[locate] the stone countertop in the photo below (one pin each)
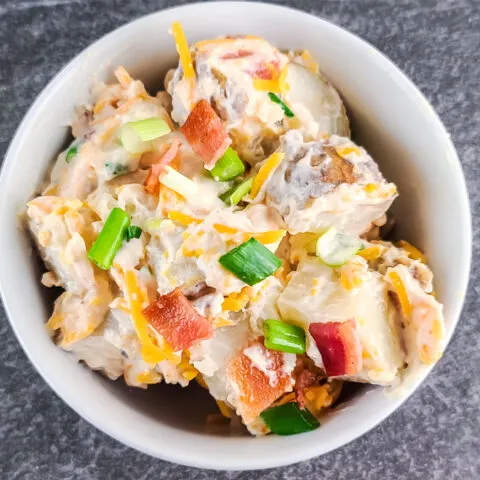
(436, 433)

§

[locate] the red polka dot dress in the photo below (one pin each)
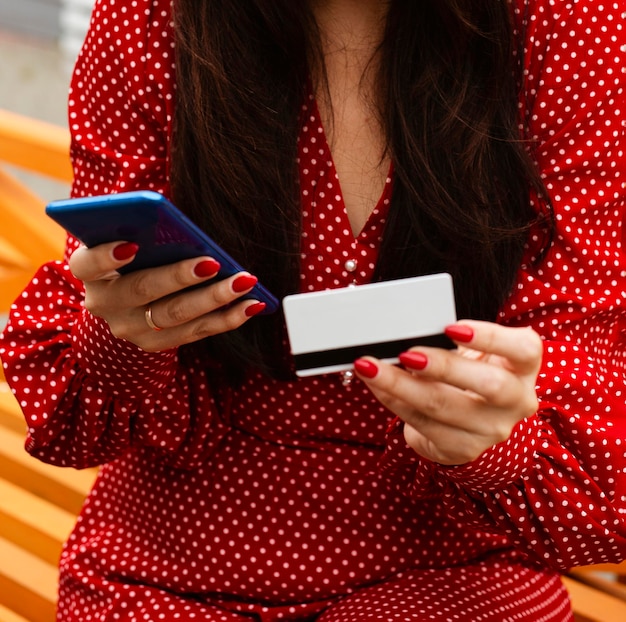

§

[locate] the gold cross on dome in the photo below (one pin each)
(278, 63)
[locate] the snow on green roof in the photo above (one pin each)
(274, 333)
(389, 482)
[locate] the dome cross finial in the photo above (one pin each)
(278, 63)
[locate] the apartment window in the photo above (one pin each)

§

§ Challenge
Please find every line in the listing above that contains the word "below" and copy each of those lines.

§ Completed exercise
[locate] the stone countertop in the photo below (one pin each)
[locate] the red polka dot dress in the photo below (one pin each)
[locate] the gold cross on dome in the photo below (one pin each)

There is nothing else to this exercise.